▶ **DIRECTIVE**
Please count the lines in the data below that contain the string "pickup". Case matters, so reply with that number alone.

▶ **MATERIAL SHOWN**
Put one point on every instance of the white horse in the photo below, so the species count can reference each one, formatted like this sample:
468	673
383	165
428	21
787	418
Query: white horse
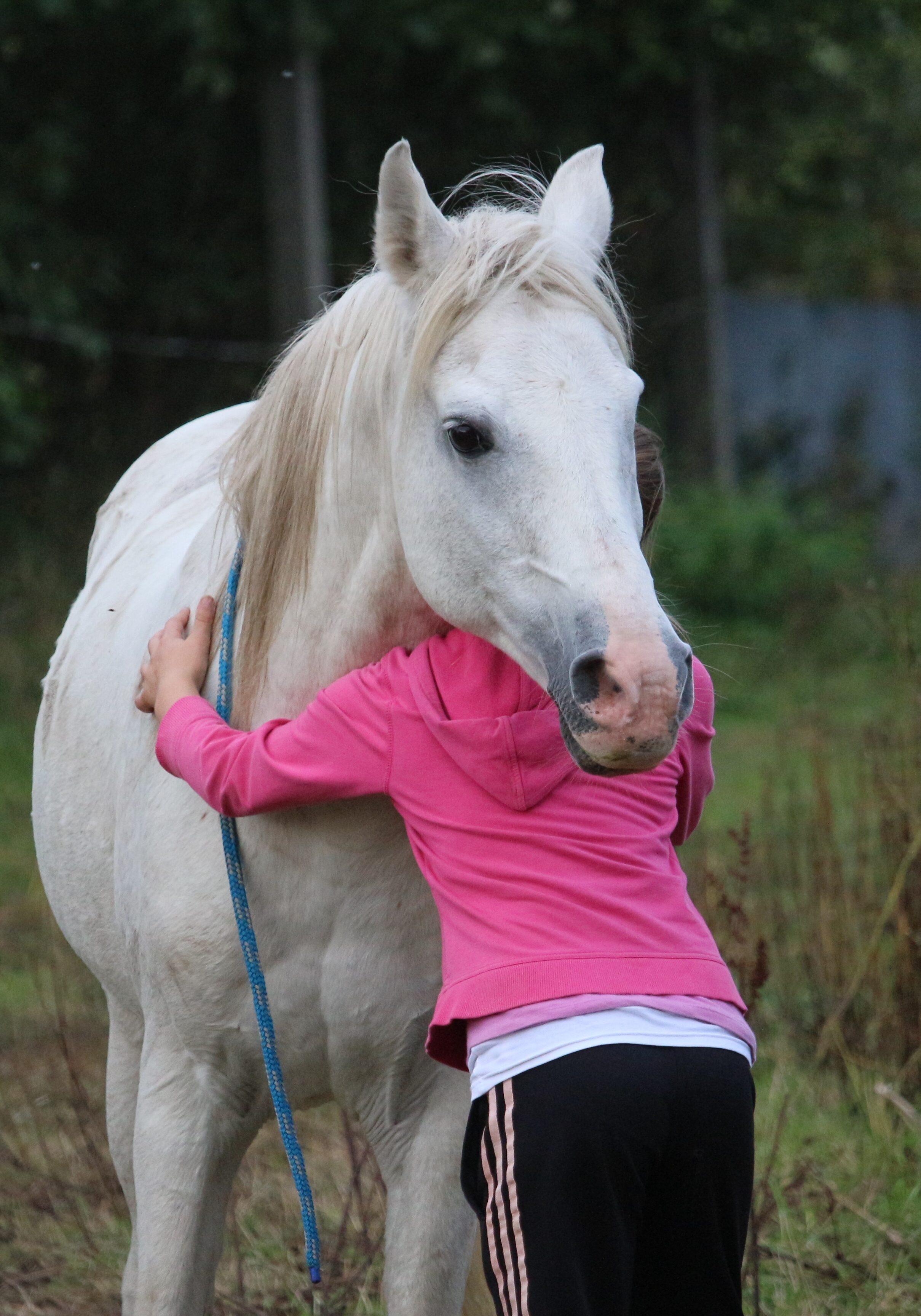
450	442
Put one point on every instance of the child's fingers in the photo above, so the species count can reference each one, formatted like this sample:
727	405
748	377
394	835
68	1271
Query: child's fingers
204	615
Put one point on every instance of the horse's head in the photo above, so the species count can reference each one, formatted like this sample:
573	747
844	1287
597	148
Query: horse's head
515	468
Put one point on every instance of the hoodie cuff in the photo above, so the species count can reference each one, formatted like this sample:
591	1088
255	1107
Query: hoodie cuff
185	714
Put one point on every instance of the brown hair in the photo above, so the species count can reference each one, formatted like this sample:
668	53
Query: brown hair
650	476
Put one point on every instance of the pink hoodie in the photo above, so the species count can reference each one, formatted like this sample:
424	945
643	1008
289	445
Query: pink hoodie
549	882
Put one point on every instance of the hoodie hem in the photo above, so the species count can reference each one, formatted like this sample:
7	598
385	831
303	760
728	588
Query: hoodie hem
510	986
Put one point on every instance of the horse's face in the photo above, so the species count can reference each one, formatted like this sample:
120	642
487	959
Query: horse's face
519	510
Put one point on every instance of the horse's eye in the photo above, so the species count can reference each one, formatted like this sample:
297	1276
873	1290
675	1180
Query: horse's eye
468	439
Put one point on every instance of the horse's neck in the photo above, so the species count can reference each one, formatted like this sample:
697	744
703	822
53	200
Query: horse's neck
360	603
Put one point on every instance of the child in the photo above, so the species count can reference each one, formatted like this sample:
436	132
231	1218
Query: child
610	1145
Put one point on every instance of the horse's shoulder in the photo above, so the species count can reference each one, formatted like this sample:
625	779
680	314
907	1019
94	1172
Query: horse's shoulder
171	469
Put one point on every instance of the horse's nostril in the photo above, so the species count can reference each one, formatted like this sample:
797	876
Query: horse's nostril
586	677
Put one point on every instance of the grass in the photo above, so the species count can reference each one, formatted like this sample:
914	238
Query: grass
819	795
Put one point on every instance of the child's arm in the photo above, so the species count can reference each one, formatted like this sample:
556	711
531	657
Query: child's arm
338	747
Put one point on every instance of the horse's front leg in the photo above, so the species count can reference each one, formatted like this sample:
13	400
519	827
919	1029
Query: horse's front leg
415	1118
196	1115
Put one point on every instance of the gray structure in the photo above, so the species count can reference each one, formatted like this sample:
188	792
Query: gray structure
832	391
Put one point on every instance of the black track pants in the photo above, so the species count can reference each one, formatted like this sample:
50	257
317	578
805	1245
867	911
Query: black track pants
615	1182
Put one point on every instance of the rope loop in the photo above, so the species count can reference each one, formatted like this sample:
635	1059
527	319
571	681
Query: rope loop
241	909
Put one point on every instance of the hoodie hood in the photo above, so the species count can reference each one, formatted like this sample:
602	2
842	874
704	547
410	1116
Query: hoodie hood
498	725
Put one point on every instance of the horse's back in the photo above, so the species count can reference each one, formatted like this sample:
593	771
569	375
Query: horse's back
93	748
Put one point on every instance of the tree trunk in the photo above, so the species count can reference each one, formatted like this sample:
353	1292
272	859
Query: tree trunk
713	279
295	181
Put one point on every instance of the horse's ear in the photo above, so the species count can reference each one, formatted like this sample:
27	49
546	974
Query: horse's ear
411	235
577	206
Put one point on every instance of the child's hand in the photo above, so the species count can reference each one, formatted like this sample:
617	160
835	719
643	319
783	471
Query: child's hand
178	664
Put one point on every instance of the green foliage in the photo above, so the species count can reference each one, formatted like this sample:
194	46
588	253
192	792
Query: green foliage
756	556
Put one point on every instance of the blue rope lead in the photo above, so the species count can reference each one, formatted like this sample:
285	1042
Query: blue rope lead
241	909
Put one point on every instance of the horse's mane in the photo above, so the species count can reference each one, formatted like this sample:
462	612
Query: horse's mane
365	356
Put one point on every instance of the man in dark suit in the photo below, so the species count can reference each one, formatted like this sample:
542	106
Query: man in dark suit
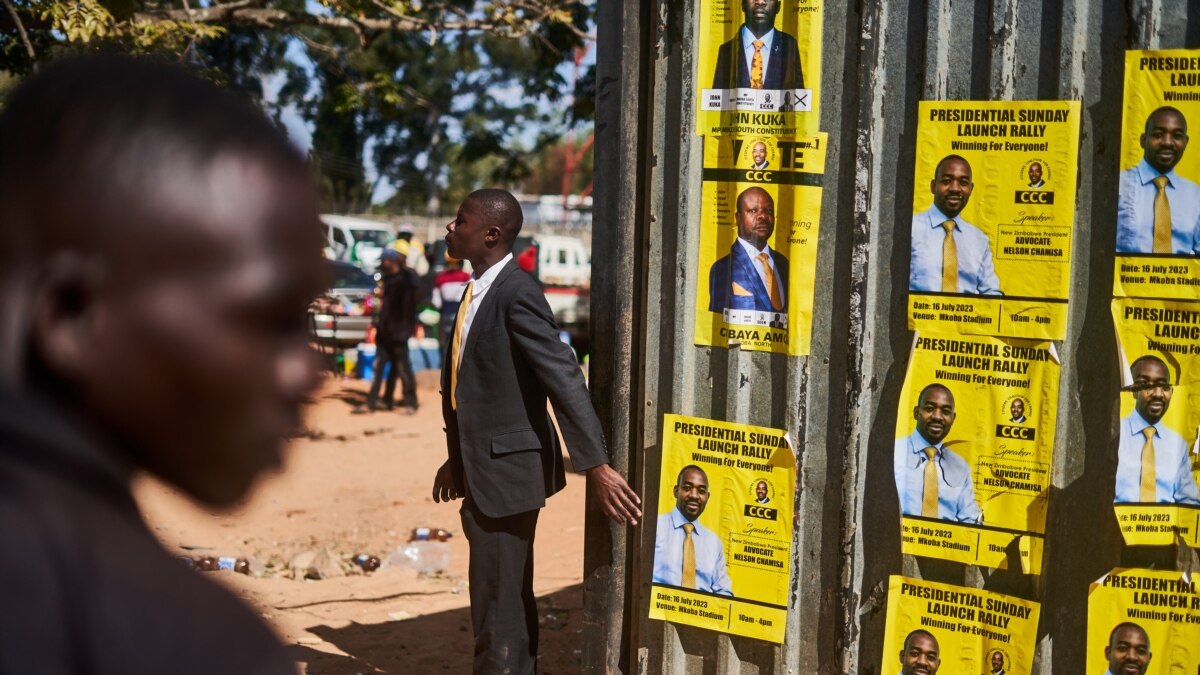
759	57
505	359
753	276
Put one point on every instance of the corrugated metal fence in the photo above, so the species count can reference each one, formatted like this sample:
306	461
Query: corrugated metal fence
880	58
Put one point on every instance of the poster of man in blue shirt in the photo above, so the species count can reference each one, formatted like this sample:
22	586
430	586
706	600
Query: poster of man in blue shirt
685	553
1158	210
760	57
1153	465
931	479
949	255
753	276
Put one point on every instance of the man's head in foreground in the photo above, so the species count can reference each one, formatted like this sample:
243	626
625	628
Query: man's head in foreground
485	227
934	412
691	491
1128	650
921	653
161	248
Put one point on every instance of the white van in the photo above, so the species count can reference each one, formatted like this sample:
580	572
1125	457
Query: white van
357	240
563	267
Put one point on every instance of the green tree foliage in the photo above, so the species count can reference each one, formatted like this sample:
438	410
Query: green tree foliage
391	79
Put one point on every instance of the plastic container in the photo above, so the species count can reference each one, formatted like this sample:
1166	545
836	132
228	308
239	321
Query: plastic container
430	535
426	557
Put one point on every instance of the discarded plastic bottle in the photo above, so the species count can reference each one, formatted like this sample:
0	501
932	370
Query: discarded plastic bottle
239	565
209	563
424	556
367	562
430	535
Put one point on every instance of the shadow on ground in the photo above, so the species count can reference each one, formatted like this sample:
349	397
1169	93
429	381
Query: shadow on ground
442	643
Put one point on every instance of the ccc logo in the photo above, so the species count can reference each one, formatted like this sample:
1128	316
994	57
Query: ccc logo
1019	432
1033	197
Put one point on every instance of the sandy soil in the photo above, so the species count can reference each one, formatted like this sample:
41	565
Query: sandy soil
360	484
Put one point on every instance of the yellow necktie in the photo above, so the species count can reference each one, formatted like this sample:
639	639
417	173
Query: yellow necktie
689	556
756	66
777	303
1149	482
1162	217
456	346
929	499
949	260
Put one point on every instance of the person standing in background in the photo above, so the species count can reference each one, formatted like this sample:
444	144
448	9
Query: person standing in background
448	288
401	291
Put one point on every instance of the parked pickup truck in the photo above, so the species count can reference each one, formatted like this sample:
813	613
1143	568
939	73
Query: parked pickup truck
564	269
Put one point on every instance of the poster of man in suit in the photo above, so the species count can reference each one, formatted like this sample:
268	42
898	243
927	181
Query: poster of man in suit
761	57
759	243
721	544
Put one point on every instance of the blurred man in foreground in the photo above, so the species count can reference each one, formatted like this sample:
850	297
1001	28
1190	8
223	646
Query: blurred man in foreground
...
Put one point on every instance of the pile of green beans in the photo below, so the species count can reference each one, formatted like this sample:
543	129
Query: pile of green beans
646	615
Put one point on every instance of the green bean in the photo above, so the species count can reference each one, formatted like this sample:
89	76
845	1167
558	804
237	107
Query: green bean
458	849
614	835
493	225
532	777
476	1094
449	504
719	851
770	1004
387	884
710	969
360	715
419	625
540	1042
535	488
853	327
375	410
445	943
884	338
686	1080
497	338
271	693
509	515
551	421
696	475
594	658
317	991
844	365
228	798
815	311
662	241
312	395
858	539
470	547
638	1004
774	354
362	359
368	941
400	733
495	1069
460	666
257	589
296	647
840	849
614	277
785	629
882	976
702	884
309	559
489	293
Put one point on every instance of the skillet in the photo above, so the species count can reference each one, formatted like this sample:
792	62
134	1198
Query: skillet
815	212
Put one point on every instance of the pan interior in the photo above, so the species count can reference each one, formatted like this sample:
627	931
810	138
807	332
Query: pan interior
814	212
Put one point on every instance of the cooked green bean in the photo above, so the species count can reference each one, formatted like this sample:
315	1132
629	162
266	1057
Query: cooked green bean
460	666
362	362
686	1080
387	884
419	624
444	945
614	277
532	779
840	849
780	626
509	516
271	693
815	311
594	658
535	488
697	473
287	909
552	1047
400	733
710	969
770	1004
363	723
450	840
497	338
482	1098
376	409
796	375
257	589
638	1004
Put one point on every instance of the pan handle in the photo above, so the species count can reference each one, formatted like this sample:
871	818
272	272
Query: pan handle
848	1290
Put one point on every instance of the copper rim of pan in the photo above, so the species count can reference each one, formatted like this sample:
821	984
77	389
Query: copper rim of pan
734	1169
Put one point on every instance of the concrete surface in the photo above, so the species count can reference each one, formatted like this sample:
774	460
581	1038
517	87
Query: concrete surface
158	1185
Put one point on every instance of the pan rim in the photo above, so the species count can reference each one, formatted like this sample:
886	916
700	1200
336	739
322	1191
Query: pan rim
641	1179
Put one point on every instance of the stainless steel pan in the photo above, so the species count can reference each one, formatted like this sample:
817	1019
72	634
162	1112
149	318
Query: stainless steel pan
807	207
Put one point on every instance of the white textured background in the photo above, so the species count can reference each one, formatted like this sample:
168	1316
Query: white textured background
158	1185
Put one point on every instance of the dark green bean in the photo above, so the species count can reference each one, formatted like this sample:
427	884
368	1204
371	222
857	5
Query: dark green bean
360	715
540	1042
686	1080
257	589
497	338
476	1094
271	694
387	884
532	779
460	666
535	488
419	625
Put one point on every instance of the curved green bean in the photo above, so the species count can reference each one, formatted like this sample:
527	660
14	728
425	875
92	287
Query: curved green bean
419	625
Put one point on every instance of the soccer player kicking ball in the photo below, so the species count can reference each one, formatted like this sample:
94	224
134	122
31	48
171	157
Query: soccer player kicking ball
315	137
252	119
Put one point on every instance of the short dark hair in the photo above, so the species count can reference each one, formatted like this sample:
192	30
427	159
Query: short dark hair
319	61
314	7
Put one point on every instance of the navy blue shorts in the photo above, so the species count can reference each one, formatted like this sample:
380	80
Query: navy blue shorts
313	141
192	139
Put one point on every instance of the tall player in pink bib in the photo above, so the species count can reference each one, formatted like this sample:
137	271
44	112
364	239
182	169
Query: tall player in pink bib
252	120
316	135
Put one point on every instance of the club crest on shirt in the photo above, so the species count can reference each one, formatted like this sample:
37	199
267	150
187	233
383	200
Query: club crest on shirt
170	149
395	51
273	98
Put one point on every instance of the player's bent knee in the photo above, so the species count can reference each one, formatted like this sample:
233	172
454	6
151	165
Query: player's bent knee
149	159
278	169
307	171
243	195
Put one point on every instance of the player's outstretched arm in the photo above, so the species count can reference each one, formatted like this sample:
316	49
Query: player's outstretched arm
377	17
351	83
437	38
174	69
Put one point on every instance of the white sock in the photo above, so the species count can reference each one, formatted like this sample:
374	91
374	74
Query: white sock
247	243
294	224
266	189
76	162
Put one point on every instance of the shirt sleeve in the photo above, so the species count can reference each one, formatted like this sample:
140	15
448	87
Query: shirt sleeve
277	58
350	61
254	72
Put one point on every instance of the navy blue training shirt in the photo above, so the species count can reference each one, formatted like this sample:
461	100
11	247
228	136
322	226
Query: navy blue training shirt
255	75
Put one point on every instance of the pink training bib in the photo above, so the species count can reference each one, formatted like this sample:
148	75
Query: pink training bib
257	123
...
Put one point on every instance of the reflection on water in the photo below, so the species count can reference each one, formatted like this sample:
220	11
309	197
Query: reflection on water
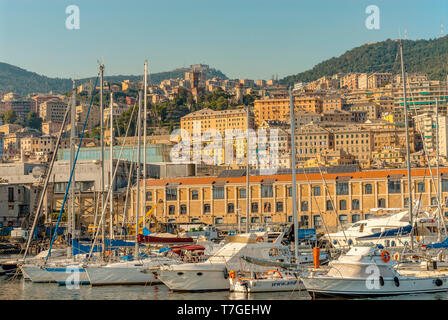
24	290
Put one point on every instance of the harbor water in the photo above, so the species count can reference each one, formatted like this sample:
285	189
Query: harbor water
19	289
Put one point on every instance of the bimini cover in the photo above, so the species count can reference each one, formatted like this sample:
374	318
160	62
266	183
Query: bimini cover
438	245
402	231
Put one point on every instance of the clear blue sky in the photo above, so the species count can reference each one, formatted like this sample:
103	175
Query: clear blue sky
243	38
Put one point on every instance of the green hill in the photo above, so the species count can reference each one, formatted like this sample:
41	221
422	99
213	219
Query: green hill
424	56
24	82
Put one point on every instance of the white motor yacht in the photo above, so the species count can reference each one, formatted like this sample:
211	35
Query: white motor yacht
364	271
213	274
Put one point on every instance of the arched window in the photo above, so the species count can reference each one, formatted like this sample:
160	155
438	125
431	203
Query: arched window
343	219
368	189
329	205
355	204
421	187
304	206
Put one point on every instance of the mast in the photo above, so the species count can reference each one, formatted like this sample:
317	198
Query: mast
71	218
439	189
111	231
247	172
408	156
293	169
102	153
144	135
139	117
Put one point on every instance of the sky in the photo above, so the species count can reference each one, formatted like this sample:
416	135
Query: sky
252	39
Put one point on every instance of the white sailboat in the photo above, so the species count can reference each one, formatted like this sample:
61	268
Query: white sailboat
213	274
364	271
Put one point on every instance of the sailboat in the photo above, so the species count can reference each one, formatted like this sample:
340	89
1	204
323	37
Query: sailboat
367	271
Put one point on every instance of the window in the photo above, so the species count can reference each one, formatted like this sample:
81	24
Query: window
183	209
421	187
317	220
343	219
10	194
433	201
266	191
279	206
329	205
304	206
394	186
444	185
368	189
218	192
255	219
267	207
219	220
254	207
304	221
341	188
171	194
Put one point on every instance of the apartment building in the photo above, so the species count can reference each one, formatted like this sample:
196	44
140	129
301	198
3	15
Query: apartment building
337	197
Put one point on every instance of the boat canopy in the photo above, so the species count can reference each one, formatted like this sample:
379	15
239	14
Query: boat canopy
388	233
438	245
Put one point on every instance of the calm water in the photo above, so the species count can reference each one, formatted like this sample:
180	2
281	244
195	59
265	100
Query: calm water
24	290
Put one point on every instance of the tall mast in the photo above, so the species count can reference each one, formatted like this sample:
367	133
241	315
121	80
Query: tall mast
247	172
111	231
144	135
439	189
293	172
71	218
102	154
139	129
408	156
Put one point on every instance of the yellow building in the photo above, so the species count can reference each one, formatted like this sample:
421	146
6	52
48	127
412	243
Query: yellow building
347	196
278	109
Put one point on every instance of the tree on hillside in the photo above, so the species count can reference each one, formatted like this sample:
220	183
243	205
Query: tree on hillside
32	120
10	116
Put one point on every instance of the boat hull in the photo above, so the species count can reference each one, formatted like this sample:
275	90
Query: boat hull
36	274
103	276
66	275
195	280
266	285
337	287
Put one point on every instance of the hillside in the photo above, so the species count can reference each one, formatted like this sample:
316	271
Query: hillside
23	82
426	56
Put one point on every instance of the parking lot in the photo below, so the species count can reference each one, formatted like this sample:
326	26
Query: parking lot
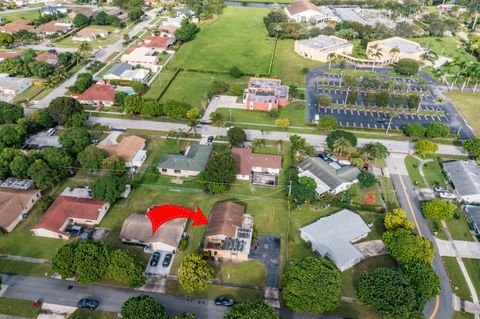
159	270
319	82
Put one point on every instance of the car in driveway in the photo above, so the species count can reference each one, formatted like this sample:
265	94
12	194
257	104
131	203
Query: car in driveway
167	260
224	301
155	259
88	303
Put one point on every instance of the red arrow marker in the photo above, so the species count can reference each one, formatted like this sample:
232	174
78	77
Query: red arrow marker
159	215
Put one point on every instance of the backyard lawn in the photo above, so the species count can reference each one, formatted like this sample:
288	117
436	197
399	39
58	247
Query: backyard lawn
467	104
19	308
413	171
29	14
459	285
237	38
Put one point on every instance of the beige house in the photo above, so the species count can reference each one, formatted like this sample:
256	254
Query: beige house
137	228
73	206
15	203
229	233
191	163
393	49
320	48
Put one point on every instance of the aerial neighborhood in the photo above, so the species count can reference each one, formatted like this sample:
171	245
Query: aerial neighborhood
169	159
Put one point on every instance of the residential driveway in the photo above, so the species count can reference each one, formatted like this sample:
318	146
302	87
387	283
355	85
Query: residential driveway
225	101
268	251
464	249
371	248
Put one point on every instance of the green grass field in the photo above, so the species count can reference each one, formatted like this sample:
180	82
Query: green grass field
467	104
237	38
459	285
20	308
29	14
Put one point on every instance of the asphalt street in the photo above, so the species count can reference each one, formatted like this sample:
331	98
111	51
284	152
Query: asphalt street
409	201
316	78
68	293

▶ **RESPONSE**
2